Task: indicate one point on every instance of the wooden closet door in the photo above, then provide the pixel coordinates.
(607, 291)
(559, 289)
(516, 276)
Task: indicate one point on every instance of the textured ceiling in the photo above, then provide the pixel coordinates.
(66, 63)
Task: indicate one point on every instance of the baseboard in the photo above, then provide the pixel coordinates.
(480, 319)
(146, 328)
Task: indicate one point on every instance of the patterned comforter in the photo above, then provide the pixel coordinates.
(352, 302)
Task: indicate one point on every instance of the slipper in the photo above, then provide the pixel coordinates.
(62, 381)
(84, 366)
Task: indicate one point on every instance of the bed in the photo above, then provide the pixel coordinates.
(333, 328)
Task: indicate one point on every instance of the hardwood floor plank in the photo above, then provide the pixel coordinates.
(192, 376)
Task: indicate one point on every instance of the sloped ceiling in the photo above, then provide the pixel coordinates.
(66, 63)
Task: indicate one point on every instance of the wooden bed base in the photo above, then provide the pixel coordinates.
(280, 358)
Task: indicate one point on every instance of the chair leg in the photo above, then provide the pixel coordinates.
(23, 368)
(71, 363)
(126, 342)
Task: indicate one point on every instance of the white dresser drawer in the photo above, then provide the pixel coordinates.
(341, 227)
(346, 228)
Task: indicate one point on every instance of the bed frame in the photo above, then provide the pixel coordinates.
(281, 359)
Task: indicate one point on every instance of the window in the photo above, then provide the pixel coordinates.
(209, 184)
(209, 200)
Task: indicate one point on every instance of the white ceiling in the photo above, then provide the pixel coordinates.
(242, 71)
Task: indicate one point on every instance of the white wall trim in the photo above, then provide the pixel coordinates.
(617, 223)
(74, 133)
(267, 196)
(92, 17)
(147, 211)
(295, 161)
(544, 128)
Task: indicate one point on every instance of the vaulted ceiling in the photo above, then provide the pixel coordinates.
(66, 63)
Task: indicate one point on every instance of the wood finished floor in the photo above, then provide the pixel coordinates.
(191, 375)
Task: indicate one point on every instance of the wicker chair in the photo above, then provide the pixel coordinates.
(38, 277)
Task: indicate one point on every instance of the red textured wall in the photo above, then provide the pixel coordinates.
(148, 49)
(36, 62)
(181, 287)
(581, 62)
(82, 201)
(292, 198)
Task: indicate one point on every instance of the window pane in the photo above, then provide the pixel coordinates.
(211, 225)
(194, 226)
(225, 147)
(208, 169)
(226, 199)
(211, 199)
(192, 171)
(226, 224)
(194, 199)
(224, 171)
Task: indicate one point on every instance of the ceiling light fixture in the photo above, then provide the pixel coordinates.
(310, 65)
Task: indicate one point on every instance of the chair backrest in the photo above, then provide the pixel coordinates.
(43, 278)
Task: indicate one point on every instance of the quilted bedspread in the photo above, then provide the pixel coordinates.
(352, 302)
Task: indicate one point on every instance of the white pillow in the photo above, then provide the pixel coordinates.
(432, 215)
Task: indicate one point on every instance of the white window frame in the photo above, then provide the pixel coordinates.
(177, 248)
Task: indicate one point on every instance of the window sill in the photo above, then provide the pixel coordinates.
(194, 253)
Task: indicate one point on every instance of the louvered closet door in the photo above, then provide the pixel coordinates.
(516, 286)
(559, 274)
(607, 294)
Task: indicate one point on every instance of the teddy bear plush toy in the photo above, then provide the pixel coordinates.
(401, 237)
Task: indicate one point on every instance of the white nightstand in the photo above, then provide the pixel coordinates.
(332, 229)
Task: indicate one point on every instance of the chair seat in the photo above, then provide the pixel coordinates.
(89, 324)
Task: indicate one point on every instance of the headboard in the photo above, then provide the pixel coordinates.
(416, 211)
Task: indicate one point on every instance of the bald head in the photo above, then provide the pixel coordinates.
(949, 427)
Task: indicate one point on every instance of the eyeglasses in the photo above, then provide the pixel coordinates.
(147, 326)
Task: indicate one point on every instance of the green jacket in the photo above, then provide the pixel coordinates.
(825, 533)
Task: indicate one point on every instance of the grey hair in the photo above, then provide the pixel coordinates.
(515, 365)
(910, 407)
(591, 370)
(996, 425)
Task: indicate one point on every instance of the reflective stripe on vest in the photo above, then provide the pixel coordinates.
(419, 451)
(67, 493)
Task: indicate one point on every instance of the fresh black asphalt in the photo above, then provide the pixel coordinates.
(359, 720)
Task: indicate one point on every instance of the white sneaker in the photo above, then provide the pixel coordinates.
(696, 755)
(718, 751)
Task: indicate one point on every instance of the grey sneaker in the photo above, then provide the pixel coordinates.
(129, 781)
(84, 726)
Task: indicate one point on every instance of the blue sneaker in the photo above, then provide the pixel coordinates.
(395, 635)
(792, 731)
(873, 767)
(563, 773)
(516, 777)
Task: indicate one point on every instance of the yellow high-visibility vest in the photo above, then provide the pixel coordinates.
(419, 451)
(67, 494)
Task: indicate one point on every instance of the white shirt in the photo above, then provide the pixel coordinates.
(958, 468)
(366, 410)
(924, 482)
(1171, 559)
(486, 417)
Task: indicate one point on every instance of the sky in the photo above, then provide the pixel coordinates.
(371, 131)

■ ■ ■ ■ ■

**Exercise**. Only the lines from the one containing "Task: indicate one point on every instance of the green" to the end of the records should be repeated, exactly as they appear.

**Reply**.
Task: indicate one point on every instance of the green jacket in the photo above, then provide the pixel coordinates.
(825, 533)
Task: indicate one point on every instance of the grey hair in the photo above, then provide the pixel coordinates.
(515, 365)
(910, 407)
(591, 370)
(996, 425)
Task: indicate one point on every instance of the reflective stripe on vest in the photo above, then provide the pixel coordinates.
(419, 451)
(67, 493)
Task: indicate one point on every instance of the fresh black asphalt in the photo above, then provide the pixel coordinates.
(359, 720)
Task: indicate one point on every instance of the white sneaker in the photo above, then provide the pixel coordinates.
(696, 755)
(718, 751)
Task: indicate one point on every instance of the grey sneaker in the photo above, then provide the pixel coordinates.
(129, 781)
(84, 726)
Task: indicate one point on every instance of the blue sneaker in the photo above, then provide the pixel coordinates.
(395, 635)
(792, 731)
(873, 767)
(563, 773)
(516, 777)
Task: indicate one point on every instance of the yellow high-visibility vest in the photo above, then provide the pixel coordinates.
(419, 451)
(67, 494)
Task: indicate one point on every instance of the white shirt in the photo above, then provide the pixel coordinates.
(958, 468)
(366, 410)
(924, 482)
(1171, 559)
(486, 417)
Task: indicate one point on every instance of the sky in the photo above, then provide the pixel coordinates.
(371, 131)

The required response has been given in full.